## Supplied data
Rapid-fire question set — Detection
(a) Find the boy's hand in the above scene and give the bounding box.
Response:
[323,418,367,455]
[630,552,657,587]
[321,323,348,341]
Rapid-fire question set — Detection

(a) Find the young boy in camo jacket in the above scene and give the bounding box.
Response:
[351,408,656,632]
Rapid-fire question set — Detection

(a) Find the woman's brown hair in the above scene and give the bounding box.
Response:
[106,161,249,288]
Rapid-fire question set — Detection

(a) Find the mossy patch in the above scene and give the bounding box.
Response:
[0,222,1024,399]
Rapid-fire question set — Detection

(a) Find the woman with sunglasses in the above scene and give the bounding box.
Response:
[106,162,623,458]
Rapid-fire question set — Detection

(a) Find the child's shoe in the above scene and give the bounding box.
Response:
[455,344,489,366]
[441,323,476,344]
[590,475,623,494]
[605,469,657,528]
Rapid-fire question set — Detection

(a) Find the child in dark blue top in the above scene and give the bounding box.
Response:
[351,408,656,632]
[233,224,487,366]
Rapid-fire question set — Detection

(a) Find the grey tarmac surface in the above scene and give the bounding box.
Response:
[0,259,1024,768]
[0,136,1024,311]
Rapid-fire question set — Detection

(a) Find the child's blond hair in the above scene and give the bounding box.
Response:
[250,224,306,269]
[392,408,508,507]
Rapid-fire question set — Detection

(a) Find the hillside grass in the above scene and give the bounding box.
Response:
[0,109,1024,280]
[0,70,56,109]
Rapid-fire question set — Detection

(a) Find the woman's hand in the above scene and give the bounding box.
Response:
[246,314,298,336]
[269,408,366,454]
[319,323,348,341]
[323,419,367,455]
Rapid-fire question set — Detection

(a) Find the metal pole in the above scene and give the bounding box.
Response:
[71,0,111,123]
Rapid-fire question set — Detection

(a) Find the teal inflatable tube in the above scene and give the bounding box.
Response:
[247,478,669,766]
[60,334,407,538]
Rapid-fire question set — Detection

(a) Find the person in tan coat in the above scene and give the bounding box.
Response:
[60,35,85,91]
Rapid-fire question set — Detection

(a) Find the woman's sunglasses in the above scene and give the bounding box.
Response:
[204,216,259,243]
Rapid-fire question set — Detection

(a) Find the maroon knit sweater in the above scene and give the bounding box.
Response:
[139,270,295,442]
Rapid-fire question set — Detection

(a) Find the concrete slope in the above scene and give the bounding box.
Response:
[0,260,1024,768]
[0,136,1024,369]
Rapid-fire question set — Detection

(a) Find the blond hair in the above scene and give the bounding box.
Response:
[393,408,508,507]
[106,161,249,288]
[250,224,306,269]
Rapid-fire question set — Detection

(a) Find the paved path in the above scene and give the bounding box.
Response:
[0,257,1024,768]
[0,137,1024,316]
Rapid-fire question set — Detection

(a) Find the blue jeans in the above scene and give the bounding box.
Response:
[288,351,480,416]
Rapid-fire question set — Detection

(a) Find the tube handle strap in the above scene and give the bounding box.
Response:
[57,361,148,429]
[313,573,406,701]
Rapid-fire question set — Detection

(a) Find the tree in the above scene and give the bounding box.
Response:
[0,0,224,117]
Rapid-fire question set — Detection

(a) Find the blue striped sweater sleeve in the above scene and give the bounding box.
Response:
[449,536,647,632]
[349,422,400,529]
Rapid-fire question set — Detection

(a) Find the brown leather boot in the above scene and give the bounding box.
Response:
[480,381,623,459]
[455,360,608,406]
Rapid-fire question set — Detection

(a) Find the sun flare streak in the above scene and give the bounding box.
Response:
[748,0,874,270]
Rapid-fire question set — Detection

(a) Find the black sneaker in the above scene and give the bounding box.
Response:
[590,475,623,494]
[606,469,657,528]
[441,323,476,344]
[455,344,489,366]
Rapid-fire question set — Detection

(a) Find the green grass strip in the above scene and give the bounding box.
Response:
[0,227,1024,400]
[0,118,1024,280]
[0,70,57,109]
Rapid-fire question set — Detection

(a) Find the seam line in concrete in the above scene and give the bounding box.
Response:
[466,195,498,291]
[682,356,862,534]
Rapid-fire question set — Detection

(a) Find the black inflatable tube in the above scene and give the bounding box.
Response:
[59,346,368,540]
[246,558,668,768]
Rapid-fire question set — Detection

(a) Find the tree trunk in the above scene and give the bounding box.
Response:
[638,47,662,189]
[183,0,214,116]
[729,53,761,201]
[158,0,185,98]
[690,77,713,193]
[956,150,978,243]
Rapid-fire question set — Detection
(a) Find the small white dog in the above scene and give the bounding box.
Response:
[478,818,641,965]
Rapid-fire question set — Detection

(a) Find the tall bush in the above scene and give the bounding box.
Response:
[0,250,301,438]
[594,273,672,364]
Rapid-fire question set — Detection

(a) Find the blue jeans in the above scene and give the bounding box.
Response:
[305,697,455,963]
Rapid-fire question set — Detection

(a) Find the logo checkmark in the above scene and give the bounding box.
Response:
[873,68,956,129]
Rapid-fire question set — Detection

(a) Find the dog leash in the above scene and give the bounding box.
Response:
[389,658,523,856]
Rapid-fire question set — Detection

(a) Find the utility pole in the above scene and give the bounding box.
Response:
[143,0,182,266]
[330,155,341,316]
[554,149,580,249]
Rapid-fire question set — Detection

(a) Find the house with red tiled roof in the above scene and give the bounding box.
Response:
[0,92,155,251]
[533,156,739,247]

## What is required
Reproduce the records verbatim, starting at the beginning of the records and ending at the line that contains "[106,162,623,458]".

## The solution
Rapid-fire question set — Detection
(a) Find the boy's hand in the above scene and give the bounding box.
Response:
[323,418,367,455]
[630,552,657,587]
[321,323,348,341]
Rapid-fire question set — Detection

(a) Find the young boy in camo jacket in the above scene and give the bounding box.
Response:
[351,408,656,632]
Rapid-fire question set — Detection

(a) Find the woman's brown hair in the above scene and give the bounding box.
Response:
[106,161,249,288]
Rapid-fire question set — Detection

(a) Find the mossy patch in the above scene and give the bounding box.
Response:
[0,222,1024,399]
Rapid-fire question set — Detection

(a) Find the woman with sunglasses in the above scene and give the bounding box.
Response:
[106,162,623,458]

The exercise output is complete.